• Records for processing:

╔══

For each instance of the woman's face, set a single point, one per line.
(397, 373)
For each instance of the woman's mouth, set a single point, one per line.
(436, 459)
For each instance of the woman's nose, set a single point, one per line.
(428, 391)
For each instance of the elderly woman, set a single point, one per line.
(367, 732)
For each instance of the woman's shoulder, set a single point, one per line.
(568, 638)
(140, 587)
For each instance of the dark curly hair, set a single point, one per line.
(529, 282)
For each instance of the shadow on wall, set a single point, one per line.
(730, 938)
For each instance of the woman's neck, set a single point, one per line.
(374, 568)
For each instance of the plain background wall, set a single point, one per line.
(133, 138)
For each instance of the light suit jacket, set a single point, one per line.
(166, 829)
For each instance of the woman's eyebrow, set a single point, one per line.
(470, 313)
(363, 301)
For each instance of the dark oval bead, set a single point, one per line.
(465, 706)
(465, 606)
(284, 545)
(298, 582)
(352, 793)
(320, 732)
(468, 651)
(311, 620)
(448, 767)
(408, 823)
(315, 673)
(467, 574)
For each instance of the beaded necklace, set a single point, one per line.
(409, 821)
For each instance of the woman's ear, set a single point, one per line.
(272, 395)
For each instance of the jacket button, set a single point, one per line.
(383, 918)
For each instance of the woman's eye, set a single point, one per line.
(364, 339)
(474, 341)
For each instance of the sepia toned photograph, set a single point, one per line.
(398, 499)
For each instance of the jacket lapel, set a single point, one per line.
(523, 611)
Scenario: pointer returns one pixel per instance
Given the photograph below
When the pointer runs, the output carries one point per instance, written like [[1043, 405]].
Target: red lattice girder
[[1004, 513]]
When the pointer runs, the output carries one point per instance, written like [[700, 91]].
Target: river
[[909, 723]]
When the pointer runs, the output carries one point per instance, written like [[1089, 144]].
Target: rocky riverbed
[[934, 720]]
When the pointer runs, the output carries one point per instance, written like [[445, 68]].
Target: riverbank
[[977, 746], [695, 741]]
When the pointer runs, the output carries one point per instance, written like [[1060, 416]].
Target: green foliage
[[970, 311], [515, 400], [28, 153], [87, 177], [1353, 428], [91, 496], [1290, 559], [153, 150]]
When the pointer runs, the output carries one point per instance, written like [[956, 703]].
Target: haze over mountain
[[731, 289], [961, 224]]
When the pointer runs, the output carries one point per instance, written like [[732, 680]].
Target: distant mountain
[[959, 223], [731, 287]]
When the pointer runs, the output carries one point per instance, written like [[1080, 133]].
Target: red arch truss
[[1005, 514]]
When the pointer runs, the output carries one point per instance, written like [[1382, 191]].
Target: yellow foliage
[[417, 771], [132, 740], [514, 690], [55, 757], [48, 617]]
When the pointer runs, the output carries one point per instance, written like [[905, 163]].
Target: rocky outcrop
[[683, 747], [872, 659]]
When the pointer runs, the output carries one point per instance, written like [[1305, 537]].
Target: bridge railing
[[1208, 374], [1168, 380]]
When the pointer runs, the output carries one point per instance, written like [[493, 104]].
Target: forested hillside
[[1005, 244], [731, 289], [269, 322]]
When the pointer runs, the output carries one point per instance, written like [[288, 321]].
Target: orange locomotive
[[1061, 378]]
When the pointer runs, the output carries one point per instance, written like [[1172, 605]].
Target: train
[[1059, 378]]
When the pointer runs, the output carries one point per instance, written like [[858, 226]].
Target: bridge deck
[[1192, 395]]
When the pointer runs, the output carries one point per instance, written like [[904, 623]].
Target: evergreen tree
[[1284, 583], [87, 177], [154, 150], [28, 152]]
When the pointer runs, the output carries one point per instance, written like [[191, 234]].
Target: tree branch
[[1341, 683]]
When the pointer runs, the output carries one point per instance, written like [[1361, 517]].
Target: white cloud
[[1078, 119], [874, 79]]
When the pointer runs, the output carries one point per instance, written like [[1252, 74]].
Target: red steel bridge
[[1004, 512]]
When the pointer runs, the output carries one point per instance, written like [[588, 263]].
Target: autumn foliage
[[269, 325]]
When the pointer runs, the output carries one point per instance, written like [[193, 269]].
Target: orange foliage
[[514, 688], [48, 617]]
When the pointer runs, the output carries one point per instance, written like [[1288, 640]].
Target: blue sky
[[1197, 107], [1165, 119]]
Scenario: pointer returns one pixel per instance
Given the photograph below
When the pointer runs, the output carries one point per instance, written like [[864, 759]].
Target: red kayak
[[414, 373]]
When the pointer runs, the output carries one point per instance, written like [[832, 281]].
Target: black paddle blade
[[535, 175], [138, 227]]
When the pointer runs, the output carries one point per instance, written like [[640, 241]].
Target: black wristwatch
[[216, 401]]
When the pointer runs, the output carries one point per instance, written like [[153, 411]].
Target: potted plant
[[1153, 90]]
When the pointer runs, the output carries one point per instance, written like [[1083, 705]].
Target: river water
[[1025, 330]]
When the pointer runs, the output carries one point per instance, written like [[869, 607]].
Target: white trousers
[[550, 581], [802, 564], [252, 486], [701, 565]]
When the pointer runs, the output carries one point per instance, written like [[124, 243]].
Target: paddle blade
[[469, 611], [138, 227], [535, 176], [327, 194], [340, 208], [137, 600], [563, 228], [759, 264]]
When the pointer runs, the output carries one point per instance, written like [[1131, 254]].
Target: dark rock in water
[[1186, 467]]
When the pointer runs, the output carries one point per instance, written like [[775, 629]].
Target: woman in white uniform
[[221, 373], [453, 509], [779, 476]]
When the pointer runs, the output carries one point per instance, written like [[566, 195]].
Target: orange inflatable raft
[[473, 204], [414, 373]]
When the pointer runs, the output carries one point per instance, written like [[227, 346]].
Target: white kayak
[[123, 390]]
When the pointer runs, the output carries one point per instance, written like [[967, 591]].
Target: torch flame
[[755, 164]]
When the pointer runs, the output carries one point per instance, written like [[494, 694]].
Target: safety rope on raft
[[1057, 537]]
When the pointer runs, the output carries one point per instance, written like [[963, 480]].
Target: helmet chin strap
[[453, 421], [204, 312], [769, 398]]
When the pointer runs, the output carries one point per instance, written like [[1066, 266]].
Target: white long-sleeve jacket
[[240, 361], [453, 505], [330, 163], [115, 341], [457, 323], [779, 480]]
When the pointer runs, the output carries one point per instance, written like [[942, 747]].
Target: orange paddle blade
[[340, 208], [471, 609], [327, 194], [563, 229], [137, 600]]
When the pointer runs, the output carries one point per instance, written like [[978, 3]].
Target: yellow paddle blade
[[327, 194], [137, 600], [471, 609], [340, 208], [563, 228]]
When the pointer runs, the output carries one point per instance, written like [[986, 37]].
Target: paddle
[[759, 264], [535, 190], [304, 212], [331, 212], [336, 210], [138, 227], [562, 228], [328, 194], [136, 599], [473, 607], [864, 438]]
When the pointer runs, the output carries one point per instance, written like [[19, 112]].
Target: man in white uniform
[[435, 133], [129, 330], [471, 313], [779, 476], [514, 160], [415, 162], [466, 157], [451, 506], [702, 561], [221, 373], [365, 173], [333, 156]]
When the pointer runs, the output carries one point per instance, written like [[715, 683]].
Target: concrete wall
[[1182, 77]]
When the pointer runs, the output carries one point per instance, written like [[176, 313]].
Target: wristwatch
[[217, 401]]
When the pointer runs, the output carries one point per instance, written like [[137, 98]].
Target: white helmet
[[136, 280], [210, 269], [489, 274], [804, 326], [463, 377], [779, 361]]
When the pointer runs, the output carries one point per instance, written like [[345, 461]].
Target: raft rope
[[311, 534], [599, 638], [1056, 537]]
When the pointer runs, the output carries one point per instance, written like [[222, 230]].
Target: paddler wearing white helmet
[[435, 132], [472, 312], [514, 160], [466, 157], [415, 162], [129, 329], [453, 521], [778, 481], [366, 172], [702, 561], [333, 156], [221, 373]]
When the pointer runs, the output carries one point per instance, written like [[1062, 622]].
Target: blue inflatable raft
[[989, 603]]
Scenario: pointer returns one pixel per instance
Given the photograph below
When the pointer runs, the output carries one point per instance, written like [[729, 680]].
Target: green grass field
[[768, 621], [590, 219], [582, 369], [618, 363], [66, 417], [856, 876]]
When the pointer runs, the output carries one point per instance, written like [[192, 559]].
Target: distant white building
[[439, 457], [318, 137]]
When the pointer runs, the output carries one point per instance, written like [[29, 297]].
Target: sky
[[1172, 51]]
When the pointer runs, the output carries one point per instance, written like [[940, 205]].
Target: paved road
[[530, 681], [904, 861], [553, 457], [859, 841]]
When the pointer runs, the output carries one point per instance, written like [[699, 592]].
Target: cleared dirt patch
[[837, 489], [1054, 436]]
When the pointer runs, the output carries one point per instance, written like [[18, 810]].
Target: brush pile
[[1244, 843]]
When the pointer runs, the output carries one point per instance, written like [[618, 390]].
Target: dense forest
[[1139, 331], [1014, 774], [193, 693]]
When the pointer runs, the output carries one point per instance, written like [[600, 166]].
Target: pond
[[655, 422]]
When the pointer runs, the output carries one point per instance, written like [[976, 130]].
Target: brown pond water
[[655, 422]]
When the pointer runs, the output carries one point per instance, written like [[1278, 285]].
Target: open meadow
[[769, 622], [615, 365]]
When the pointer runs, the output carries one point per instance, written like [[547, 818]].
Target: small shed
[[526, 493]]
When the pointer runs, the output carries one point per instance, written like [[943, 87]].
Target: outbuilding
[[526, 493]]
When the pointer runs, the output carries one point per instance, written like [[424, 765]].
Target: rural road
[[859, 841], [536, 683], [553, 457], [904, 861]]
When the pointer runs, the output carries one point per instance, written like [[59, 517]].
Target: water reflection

╚══

Starting at the line above that contains "like [[600, 166]].", repeat each line exactly up to and including the line that contains "like [[424, 765]].", and stop there.

When the pointer runs, the output carries one point per instance, written like [[600, 166]].
Target: pond
[[655, 422]]
When the pointer runs, the output carries one point per instance, written like [[976, 130]].
Target: brown pond water
[[655, 422]]
When the pointer runs, the output carries one point per instance, written like [[1278, 285]].
Target: open meadow
[[769, 622], [615, 365]]
When the pointer runs, the output carries one point per instance, written like [[547, 818]].
Target: small shed
[[526, 493]]
When the pointer runs, the output carries one point per instance, written like [[943, 87]].
Target: outbuilding
[[526, 493]]
When the pointer runs, the output carries one point per instance, written like [[424, 765]].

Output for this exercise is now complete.